October 7, 2020

RE: Further Improving the House Committee on Appropriations

Dear Representatives DeLauro, Kaptur, and Wasserman Schultz:

We write to commend you for releasing proposals to further strengthen the responsiveness, transparency, accountability, and effectiveness of the House Committee on Appropriations. We applaud your energetic campaigns and your continued service to our country.

The House Committee on Appropriations plays an essential role in our democracy, ensuring that funds flow to where they are most needed, agencies are held accountable for their spending, and our country is made stronger, more equitable, and more responsive to its citizens.

We closely follow the work of the Committee and wish to share recommendations for improving its operations. This is not an exclusive list of all the reforms that should be implemented, and we agree with many of the proposals you have put forward. Our recommendations focus on strengthening the ability of all Members of the House of Representatives to more deeply engage in the process and to facilitate public understanding of and engagement with the work of the Committee. We offer the following recommendations:

  1. Provide staff designees to each appropriator
  2. Restore funding for the Legislative branch
  3. Make subcommittee prints more widely available
  4. Improve tracking of reports requested by the Committee
  5. Provide an electronic spreadsheet that shows spending by line item
  6. Encourage public witness testimony
  7. Improve tracking and publication of 302(b) numbers
  8. Contemporaneously release the text of offered amendments

We further explain these items below. Thank you for your thoughtful consideration of our recommendations. Should you wish to discuss this further, please contact Daniel Schuman, policy director, Demand Progress, at [email protected].

1. Assistance to Members

The House Appropriations Committee used to allow every Member of the Appropriations Committee to hire a staff designee [1] — an additional staffer who provided support to each Appropriator in their duties on the Committee. Starting in the 112th Congress, rank-and-file Appropriators were permitted to have staff designees, but new members were not. However, Committee and Subcommittee Chairs are still permitted to have an additional staffer.

We recommend every member of the House Committee on Appropriations once again be permitted to choose a staff designee to support their work on the Committee. The Appropriations Committee workload is sufficiently onerous that Members should be afforded this additional support.

* _TASK INPUTS_:
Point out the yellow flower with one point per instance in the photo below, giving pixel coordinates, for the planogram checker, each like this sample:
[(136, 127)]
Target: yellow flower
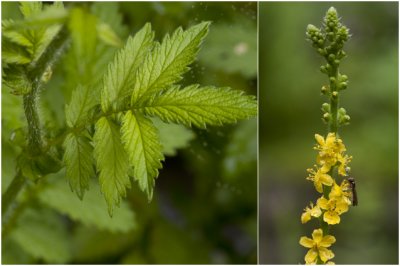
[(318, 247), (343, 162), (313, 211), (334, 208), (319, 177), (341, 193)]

---

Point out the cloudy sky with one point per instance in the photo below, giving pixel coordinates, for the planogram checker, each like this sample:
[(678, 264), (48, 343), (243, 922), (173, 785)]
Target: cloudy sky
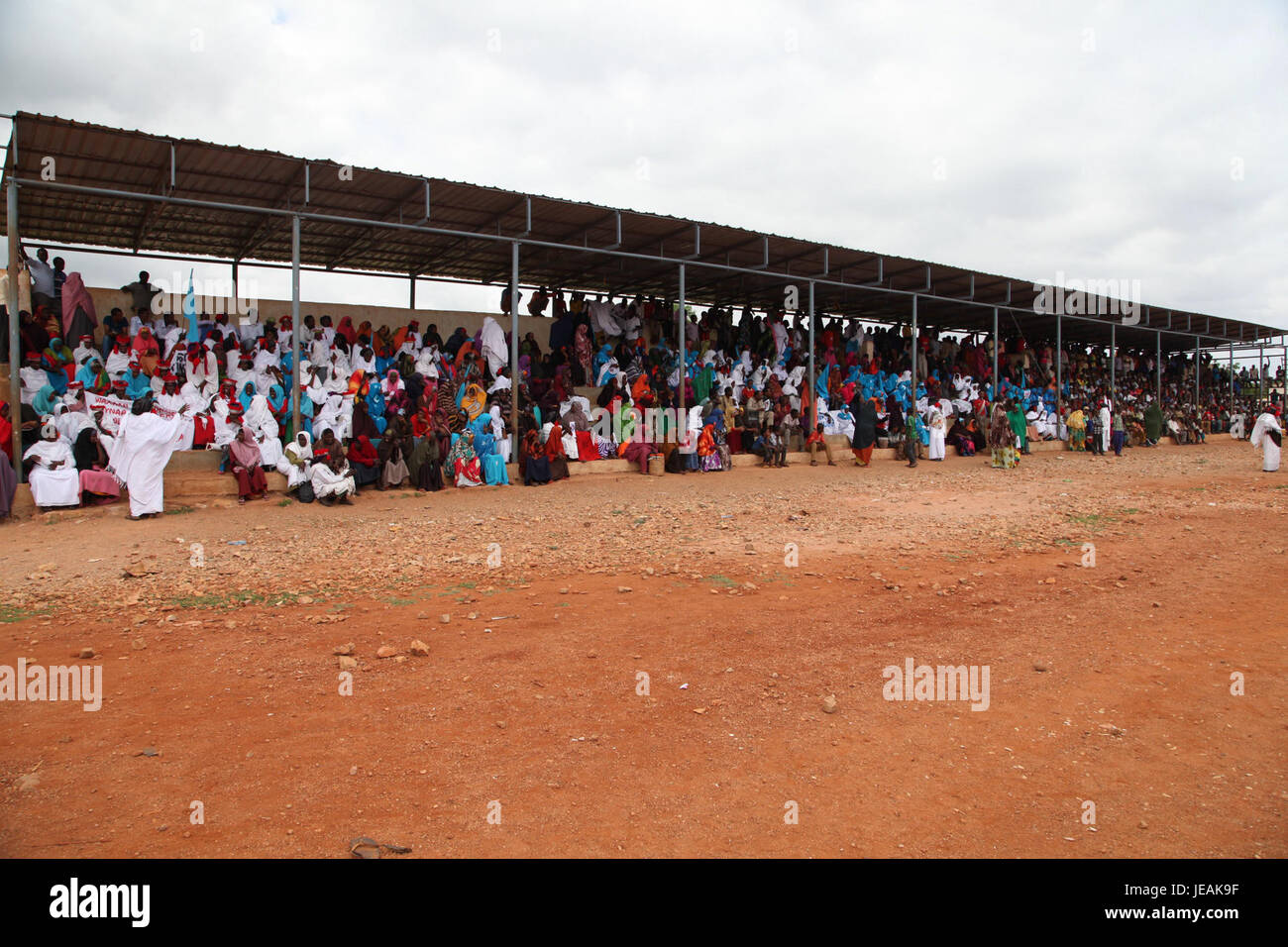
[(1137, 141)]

* _TO DO_:
A. Answer these questions about the letter on the House Committee on Appropriations:
(i) What date does the letter carry?
(ii) Who is named as the contact for further discussion, and what is that person's title and organization?
(iii) Starting in which Congress were new members of the Appropriations Committee no longer permitted staff designees?
B. In the records, take the part that opens with the line containing "Point out the yellow" and closes with the line containing "177), (341, 193)]", and write it out again with the request included, shifting every pixel coordinate in the answer by adding 105 to each number. Leave the picture out.
The records are unrelated to the letter.

* _ANSWERS GIVEN_:
A.
(i) October 7, 2020
(ii) Daniel Schuman, policy director, Demand Progress
(iii) The 112th Congress

B.
Point out the yellow flower with one point per instance in the photo below, giving pixel coordinates, for the planogram checker, each like this sample:
[(136, 127)]
Target: yellow flower
[(423, 352), (448, 267), (418, 316), (439, 313), (424, 282), (446, 298)]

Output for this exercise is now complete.